* _What to work on_
Your task is to print, exactly and only, the lines from the start of the entries below through the line with "Target: blurred background". Include both ends, but skip the pictures.

* _Supplied material_
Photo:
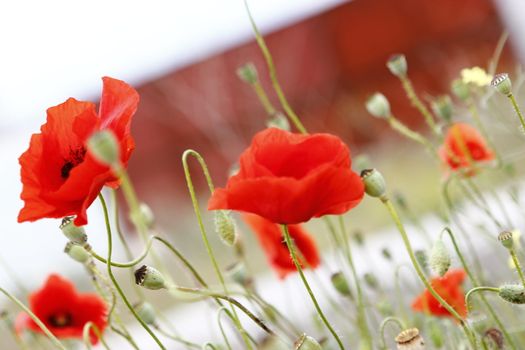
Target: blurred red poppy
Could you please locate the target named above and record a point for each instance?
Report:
(290, 178)
(271, 240)
(64, 311)
(463, 147)
(59, 176)
(449, 288)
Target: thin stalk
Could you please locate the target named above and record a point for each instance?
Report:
(289, 244)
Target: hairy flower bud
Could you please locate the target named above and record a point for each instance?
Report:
(439, 260)
(150, 278)
(74, 233)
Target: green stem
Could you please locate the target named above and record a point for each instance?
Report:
(289, 244)
(114, 280)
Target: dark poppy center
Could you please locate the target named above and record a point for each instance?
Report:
(61, 320)
(76, 156)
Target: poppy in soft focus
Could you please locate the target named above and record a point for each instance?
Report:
(449, 288)
(464, 146)
(63, 310)
(59, 176)
(290, 178)
(272, 242)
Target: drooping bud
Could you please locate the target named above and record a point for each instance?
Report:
(378, 105)
(513, 293)
(225, 227)
(150, 278)
(74, 233)
(341, 284)
(374, 182)
(506, 239)
(397, 64)
(306, 342)
(248, 73)
(439, 259)
(410, 339)
(104, 147)
(146, 312)
(77, 252)
(502, 83)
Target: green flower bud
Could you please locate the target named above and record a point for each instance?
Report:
(502, 83)
(439, 259)
(506, 239)
(146, 312)
(77, 252)
(397, 64)
(378, 105)
(410, 339)
(513, 293)
(375, 185)
(75, 234)
(150, 278)
(248, 73)
(306, 342)
(225, 227)
(341, 284)
(104, 147)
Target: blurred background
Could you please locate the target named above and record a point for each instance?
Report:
(182, 57)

* _Exercise result_
Photo:
Target: blurred red poppy
Could you please locate the target named above and record a point for each instance?
Report:
(290, 178)
(271, 240)
(64, 311)
(463, 147)
(59, 176)
(449, 288)
Target: thin stalk
Could you please locate the target named above and record a point for each instance?
Report:
(289, 244)
Target: hairy flower bud
Could you please locate the target named above and record a point for each instance?
Report:
(439, 260)
(150, 278)
(74, 233)
Target: green stem
Could you please locate the target named above and record a point for each instance?
Report:
(289, 244)
(114, 280)
Target: dark poppy center
Could you please locate the target named above and record a point for each instance?
Report:
(61, 320)
(76, 156)
Target: poppy in soft focus
Could you please locate the target named above and record a point for each instance?
Report:
(449, 288)
(464, 146)
(63, 310)
(59, 176)
(290, 178)
(272, 242)
Target: drooping bud
Could you please locate the target named above and record a point for each instance?
Report:
(378, 105)
(513, 293)
(225, 227)
(150, 278)
(74, 233)
(341, 284)
(374, 182)
(506, 239)
(397, 64)
(306, 342)
(248, 73)
(439, 259)
(410, 339)
(104, 147)
(146, 312)
(77, 252)
(502, 83)
Target: green flower bud
Could you please locate the target named above and record a point for each instance?
Report:
(502, 83)
(439, 259)
(506, 239)
(146, 312)
(77, 252)
(397, 64)
(378, 105)
(410, 339)
(513, 293)
(375, 185)
(75, 234)
(150, 278)
(248, 73)
(306, 342)
(225, 227)
(341, 284)
(104, 147)
Target: blurred background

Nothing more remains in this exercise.